Document text:
Kumily Priory

Monastery information
- Other name: St Michael's Priory
- Order: Congregation of Missionary Benedictines of Saint Ottilien, Order of Saint Benedict
- Established: 1987
- Dedication: St Michael
- Diocese: Syro-Malabar Catholic Diocese of Kanjirappally

People
- Founder: Fr Zacharias Kuruppacheril
- Prior: Rev. Fr. John Kaippallimyalil OSB

Site
- Location: Kumily, Idukki, Kerala, India

= Kumily Priory =

St Michael's Priory, Kumily, Idukki, Kerala, India, is a Benedictine monastery of the Congregation of the Missionary Benedictines of Saint Ottilien. The monastery was established in 1987 by Zacharias Kuruppacheril, an Indian secular priest. Located on the western slopes of the Cardamom Hills, around 150 km east of Kochi, the monastery is currently home to 13 monks and 6 brothers in formation. Prior Fr.John Kaippallimyalil is the community's superior.

==History==
The monastic community of Kumily developed in a similar way to Incarnation Conventual Priory, Togo. Fr Zacharias Kuruppacheril, a secular priest of Kerala, spent 1975-1982 in Germany and Switzerland, studying catechetics and working in parishes. This experience brought him into contact with the Missionary Benedictine community of St Otmar's Abbey, Uznach, Switzerland. Upon his return to India, Fr Zacharias built a school for orphaned and impoverished children in Kumily. Within a few years, this establishment had grown into a large "Formation Center for Poor and Orphan Boys and Young Men" known as Don Bosco Bhavan. The facilities included a school, workshops, farm, vegetable gardens, and orchards.

Stored items:
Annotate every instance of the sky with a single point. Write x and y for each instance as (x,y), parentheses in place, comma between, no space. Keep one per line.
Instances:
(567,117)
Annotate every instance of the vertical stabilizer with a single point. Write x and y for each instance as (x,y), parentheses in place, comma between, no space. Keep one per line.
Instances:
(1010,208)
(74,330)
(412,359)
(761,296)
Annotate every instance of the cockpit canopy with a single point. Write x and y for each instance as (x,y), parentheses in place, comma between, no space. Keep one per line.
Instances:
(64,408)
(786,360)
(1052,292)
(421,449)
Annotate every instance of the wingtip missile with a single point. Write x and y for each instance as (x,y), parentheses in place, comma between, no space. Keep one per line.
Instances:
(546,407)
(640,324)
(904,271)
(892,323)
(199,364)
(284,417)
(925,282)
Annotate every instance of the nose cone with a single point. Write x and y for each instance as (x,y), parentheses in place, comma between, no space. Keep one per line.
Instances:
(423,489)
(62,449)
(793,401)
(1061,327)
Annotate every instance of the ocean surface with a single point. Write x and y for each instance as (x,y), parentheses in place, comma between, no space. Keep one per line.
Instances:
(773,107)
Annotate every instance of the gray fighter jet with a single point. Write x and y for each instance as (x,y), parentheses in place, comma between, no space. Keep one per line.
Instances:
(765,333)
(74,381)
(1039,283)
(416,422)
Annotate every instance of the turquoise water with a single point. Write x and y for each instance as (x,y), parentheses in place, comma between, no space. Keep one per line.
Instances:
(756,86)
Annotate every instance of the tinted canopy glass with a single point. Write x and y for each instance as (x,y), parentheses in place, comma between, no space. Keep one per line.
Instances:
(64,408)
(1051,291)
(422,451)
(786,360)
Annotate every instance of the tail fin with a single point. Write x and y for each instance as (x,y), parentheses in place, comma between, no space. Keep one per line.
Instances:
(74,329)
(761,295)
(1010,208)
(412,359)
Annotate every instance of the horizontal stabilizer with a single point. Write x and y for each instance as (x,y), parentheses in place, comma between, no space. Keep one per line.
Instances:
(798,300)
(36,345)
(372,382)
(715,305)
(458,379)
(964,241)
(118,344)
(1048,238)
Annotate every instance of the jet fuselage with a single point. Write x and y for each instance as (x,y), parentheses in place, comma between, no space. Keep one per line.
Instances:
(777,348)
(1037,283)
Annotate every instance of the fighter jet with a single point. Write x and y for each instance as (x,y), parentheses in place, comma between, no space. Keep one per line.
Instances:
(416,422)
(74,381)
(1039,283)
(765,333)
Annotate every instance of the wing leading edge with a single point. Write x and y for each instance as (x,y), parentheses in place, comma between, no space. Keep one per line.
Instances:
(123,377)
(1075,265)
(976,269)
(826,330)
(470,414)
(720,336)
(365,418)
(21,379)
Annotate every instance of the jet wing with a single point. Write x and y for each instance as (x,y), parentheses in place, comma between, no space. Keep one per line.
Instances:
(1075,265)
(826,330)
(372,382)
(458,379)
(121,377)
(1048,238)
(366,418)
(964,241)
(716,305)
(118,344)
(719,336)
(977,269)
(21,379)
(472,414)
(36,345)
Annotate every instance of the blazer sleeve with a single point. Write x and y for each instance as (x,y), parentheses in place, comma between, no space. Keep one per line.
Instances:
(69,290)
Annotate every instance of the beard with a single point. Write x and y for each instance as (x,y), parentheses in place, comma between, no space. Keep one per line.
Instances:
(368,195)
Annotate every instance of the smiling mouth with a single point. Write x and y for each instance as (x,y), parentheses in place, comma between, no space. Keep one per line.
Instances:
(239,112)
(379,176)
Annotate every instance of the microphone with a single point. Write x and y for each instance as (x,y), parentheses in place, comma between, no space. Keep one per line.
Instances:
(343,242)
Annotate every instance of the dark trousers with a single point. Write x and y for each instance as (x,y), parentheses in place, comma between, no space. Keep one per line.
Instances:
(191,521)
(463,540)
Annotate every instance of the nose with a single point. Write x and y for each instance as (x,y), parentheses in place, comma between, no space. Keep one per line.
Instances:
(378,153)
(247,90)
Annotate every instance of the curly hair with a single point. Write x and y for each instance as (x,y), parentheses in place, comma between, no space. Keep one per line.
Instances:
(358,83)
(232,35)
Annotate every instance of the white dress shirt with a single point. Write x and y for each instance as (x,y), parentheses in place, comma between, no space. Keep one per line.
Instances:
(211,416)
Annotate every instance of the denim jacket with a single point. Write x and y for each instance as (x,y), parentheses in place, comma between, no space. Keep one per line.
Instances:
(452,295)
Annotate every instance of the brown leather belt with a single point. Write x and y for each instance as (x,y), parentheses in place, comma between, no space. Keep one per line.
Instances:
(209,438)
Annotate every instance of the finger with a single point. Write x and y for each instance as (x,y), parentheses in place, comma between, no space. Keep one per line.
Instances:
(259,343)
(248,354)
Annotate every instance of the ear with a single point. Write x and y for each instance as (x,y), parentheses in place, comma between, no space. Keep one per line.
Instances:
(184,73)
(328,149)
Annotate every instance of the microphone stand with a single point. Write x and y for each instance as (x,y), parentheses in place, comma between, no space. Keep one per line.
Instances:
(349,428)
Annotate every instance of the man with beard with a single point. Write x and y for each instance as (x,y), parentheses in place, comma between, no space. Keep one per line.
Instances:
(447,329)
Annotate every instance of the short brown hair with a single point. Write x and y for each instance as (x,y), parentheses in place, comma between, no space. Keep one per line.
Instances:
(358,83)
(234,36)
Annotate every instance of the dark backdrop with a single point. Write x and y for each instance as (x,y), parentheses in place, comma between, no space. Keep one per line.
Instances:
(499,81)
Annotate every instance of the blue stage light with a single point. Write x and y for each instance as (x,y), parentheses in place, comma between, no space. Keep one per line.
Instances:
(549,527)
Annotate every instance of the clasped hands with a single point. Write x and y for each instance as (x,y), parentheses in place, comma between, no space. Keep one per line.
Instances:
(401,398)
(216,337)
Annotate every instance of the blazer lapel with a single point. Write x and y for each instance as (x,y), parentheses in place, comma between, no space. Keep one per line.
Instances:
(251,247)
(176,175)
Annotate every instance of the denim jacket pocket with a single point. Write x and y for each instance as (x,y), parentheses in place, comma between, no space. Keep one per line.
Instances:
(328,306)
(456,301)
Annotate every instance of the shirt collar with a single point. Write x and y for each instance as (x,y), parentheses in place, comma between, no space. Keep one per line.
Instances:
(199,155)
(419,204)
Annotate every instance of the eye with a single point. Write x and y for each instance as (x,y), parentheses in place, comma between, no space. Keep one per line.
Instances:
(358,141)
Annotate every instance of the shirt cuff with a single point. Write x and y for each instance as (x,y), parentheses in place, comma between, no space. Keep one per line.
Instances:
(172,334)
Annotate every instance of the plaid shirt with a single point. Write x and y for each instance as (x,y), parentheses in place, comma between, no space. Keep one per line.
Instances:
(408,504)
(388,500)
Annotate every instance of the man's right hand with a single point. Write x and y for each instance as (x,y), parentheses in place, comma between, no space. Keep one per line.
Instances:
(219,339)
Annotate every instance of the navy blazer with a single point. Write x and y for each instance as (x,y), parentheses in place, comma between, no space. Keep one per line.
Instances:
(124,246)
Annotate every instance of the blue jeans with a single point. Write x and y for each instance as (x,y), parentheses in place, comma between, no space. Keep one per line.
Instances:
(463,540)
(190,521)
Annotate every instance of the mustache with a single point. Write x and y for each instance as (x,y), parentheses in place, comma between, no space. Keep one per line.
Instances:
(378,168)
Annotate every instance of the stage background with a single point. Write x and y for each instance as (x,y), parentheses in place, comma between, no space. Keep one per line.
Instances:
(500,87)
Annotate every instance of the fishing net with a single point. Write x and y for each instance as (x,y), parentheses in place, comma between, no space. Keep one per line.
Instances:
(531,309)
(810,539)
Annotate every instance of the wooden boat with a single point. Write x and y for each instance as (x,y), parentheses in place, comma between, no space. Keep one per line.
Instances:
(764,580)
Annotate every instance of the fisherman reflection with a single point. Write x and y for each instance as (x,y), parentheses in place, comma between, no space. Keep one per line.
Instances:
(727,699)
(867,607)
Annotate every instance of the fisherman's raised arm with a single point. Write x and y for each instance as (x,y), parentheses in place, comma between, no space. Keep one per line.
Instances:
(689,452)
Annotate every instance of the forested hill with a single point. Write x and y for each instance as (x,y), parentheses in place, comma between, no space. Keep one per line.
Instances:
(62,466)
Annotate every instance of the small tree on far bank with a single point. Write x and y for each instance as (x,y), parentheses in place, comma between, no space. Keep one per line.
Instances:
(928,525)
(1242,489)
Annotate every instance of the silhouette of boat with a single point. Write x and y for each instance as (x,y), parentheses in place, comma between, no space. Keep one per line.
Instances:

Required task: Pick up the article on Kumily Priory after its final sentence and write the next part of its history.

Response below:
Among those who worked with Fr Zacharias at Don Bosco Bhavan were a number of young men who had an interest in religious life. Fr Zacharias encouraged them to attend daily Mass and pray the Divine Office with him. For those who joined the community working at the orphanage, a daily routine of communal and private prayer, shared meals, and recreation became important. By 1989, three such young men expressed a desire to lead this life permanently. Fr Zacharias realized that such an endeavor would necessitate the guidance of an established religious community. With this in mind, he turned to the Congregation of Missionary Benedictines of Saint Ottilien.

In December 1988, Fr Zacharias wrote to Abbot Ivo Auf der Maur of St Otmar's Abbey, Uznach, Switzerland, explaining his intention to start a Benedictine community in Kumily. Fr Zacharias believed that the particular charism of the Missionary Benedictines would complement the foundation he planned to establish. The Council of the Congregation discussed Fr Zacharias' proposal. In early 1990, Archabbot Notker Wolf, accompanied by Abbot Stephan Schröer of Königsmünster and Fr Basil Doppenfeld, visited Kumily. The visit resulted in the decision that St Michael Benedictine Hermitage should be developed as a pre-foundation of the Congregation.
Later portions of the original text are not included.